··· Fragmento del texto

# Amplificador Clase D 100w -800w (o más) con 2 mosfets + PCB + BONUS



## alexcesarpalma (Nov 8, 2012)

Les dejo un amplificador clase D (ya probado y funcionando  ) que con el voltaje y amperaje del que dependamos variará la potencia, lo único que hay que hacer sería modificar el valor de las resistencias a los zeners, personalmente hice una plaquita ni tan grande ni tan pequeña para que pueda ser realizada fácilmente, yo estoy usando 2 IRFP250 y aún ha trabajado bastante bien , además de que es de bastante definición, obiamente la bobina debe estas construida lo más preciso posible para no tener distorsión ni fallas, lo tengro trabajando sin disipadores a muy buena potencia, aún que le quedaría muy bien un disipador de ATX, en su construcción TENGAN MUY PENDIENTE EN DONDE VAN LOS PUENTES , también les dejo un bonus, un inversor que también lo tengo construido y hasta ahora no me ha dado problemas suministrando 500w desde 12 volts hasta +-70 volts, pueden cambiar el voltaje del inversor con tan solo cambiar el valor de los zeners que lleva y el transformador, el transformador se construye como ya había dejado un tutorial el buen amigo LUCIPERRO, recomiendo que el transformador sea de 5+5 vueltas en el primario y el secundario de 30+30 vueltas si desean obtener +-70 vueltas para alimentar este amplificador, los diodos pueden ser 3 MUR860, si hay alguna duda sobre la construcción, no duden en preguntar
saludos! 
PD. si alguien es tán amable en convertir el archivo en un PDF sería de gran ayuda, ya que el convertidor que trae el proteus ya dispuesto no lo da con una buena calidad.


----------



## alexcesarpalma (Nov 8, 2012)

Todavía le falta al que sera el DISEÑO DEFINITIVO, prometo de verdad postearlo en diciembre como regalo de navidad , por si quieren hechar un ojo por aquí dejo el diseño


----------



## alexcesarpalma (Nov 9, 2012)

aquí les dejo la lista de componentes para el armado total  del amplificador 
Lista de componentes:
- IR2184 
- IRFP250 / IRFP260 / IRFP4427 ( x 2 )
- TIP31C ( x 1 )

······
··· Bloque de datos

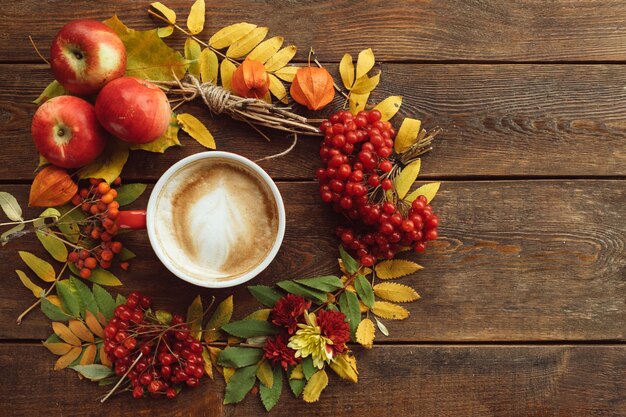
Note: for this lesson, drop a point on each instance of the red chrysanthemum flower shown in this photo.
(288, 312)
(277, 352)
(333, 326)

······

Tarea: En el hilo sobre el amplificador clase D, ¿qué diodos se indican para el inversor?

Respuesta: Pueden ser 3 MUR860.